Dataset entries —

========

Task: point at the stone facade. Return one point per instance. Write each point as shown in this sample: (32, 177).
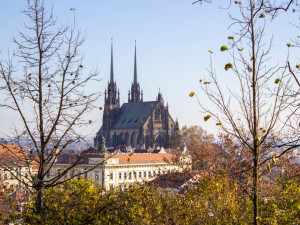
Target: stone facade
(137, 124)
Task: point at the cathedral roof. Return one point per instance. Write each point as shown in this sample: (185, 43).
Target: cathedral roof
(132, 113)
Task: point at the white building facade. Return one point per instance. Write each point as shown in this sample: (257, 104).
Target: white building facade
(119, 170)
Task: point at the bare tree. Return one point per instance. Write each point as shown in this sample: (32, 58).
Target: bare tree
(43, 81)
(253, 113)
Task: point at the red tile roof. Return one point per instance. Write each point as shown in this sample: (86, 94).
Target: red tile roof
(141, 158)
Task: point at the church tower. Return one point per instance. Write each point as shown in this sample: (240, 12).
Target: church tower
(111, 101)
(136, 95)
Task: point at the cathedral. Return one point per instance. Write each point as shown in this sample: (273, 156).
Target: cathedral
(138, 124)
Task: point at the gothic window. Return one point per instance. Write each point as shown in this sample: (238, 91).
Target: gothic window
(157, 114)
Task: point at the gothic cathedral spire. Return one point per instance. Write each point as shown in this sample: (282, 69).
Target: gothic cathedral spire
(112, 100)
(111, 64)
(136, 95)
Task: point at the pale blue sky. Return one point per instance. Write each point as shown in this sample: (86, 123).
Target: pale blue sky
(173, 39)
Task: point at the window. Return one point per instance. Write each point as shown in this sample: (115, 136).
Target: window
(150, 174)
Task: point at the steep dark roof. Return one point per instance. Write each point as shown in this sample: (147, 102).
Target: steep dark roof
(131, 114)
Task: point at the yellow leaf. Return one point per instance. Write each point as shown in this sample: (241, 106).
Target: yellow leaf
(224, 48)
(207, 117)
(263, 130)
(268, 167)
(228, 66)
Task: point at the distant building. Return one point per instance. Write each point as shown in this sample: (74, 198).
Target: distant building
(118, 169)
(137, 124)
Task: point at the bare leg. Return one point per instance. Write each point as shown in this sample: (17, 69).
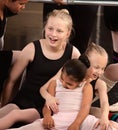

========

Exercise prompt —
Each entry is to be returned precisely as it appears, but the pictures are to be dropped.

Answer —
Task: point at the stone facade. Return one point per instance. Write each point as shown in this sample: (32, 177).
Target: stone facade
(137, 124)
Task: point at the cathedral roof. Return one point per instance. Write each point as shown in this sample: (185, 43).
Target: cathedral roof
(132, 113)
Task: point at the white building facade. Return one point per instance. Write each point as shown in this sample: (257, 104).
Target: white building facade
(119, 170)
Task: point at the bare tree. Return one point per instance. Write each point as shown in this sample: (32, 58).
Target: bare tree
(43, 81)
(253, 113)
Task: point at the red tile roof. Return one point per instance. Write each point as shown in this sample: (86, 94).
Target: red tile roof
(141, 158)
Task: point at the church tower. Return one point per instance. Write each point as shown in this sample: (240, 12).
Target: church tower
(111, 101)
(136, 95)
Task: point at the cathedral. Return one point per instance. Write each point as shown in this sample: (273, 156).
Target: cathedral
(138, 124)
Task: point at the gothic window. Return one point per instance. Write each point as shown in this sample: (238, 91).
Target: gothic window
(157, 114)
Task: point at the gothic cathedral spire. Return one point per instance. Write each point as shown in this sample: (282, 69).
Target: gothic cathedral spire
(112, 100)
(111, 64)
(136, 95)
Task: point at the pale blue sky. Return one point per instance. Write each point as shown in this sample: (86, 123).
Target: pale blue sky
(173, 39)
Task: point at the window. Return one point per instance. Write each point as shown in this sample: (115, 136).
Target: window
(150, 174)
Task: point at the steep dark roof. Return one point per instance. Write each point as shown in this sample: (147, 102).
Target: steep dark roof
(131, 114)
Task: point at the yellow leaf. Return one point per instance. Write each point as shown in this sample: (241, 106).
Target: yellow leaf
(224, 48)
(207, 117)
(263, 130)
(268, 167)
(228, 66)
Task: point at the distant building. Return one point per instance. Write each point as shown in this sample: (74, 198).
Target: distant building
(118, 169)
(137, 124)
Task: point at the bare leg. Return one point per instance. Write each point as shown in this sample: (17, 69).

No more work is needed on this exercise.